▶ [Objectif 1]: Pouvez-vous reprendre le texte à lire, du passage « Sagesse 2, 12…20 » jusqu'à « paix et justice. », en remplaçant « Dieu » par « Seigneur » ?

▶ [Texte à lire]:
_ _ _

Sagesse 2, 12…20 : le juste, l’homme honnête, n’est pas aimé par ceux qui voient en lui un reproche vivant. On cherchera à l’humilier, à l’éliminer et par la même occasion à défier Dieu qu’on sait bien de son côté.
Jacques 3, 16 – 4, 3 : la sagesse de Dieu (la vraie) s’oppose à la « sagesse » du monde. Celle-ci est instinct, convoitise et n’engendre que la violence. La sagesse de Dieu donne paix et justice.
Marc 9, 30-37 : pour la seconde fois, Jésus annonce sa passion. Or ses disciples croient encore qu’il sera puissant et qu’il va leur donner des places juteuses. Ils se disputent : à qui la meilleure place ! Jésus les rappelle à l’ordre : le premier, c’est celui qui sert avec un cœur d’enfant.
Homélie de Vénuste.

_ _ _

▶ [Données fournies]:
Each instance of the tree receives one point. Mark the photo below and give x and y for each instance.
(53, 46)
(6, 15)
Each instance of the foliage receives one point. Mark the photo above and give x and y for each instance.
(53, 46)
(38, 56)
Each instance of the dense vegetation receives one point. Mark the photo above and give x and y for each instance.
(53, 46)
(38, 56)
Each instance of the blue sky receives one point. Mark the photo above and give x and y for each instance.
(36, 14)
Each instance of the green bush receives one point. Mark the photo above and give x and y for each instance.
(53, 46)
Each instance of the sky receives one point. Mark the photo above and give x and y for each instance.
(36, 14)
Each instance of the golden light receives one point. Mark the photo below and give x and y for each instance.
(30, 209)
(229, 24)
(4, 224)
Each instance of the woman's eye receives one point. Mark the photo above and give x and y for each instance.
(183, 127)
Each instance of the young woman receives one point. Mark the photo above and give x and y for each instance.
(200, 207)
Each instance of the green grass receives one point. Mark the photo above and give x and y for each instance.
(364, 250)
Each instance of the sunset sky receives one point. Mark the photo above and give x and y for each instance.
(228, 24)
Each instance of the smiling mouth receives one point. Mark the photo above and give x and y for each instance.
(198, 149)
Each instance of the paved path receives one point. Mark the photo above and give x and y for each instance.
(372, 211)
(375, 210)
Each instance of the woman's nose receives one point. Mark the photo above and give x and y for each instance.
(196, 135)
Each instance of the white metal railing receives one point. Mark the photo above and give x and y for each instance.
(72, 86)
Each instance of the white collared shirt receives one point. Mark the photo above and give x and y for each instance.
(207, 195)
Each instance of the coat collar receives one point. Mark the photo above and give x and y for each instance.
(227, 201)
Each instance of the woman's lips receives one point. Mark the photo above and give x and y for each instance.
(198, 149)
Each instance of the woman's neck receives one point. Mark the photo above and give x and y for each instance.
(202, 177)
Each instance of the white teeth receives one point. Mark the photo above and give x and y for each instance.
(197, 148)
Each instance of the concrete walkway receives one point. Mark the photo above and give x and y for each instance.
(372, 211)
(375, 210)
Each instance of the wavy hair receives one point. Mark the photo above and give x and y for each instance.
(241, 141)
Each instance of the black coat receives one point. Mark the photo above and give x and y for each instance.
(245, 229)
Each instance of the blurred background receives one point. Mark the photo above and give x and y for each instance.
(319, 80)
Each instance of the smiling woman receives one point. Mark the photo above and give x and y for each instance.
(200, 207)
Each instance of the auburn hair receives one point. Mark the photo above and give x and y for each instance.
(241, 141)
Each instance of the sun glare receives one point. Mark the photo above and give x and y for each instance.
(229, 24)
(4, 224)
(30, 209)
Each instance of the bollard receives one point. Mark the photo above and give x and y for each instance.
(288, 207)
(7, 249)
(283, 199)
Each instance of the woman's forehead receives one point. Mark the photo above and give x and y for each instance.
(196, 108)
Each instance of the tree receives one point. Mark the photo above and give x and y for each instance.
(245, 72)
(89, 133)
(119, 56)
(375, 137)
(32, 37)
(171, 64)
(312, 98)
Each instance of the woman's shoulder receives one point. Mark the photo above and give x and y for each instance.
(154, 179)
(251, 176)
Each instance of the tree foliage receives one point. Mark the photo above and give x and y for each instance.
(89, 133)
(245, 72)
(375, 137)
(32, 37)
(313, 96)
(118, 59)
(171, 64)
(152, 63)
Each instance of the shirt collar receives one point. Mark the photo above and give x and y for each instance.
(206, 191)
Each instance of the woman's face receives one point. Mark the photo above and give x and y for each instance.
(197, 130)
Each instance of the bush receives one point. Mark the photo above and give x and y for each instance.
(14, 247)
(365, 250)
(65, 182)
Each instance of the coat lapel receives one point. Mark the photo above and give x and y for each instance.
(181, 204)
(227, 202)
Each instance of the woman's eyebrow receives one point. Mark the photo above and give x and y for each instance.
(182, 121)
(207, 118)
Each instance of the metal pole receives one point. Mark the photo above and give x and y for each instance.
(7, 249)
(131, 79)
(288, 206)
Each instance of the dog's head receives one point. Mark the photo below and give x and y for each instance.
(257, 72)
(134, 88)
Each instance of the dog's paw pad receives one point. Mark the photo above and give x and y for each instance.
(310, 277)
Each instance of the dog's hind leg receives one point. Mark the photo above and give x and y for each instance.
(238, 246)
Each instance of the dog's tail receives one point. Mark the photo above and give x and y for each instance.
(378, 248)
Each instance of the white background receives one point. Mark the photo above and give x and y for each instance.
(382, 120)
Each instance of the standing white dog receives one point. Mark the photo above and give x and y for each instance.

_ _ _

▶ [Objectif 2]: Pouvez-vous recopier toutes les lignes de la liste, depuis celle qui contient « Each instance of the dog's head » jusqu'à la fin de cette liste, en multipliant par 1,45 chaque coordonnée figurant dans les réponses ? Arrondissez les résultats à l'entier, les demis vers le haut.

▶ [Solution proposée 1]:
Sagesse 2, 12…20 : le juste, l’homme honnête, n’est pas aimé par ceux qui voient en lui un reproche vivant. On cherchera à l’humilier, à l’éliminer et par la même occasion à défier Seigneur qu’on sait bien de son côté.
Jacques 3, 16 – 4, 3 : la sagesse de Seigneur (la vraie) s’oppose à la « sagesse » du monde. Celle-ci est instinct, convoitise et n’engendre que la violence. La sagesse de Seigneur donne paix et justice.

▶ [Solution proposée 2]:
Each instance of the dog's head receives one point. Mark the photo below and give x and y for each instance.
(373, 104)
(194, 128)
Each instance of the dog's paw pad receives one point. Mark the photo above and give x and y for each instance.
(450, 402)
Each instance of the dog's hind leg receives one point. Mark the photo above and give x and y for each instance.
(345, 357)
Each instance of the dog's tail receives one point. Mark the photo above and give x and y for each instance.
(548, 360)
Each instance of the white background receives one point. Mark the photo above and give x and y for each instance.
(554, 174)
Each instance of the standing white dog receives one point. Mark the photo above and give x and y for each instance.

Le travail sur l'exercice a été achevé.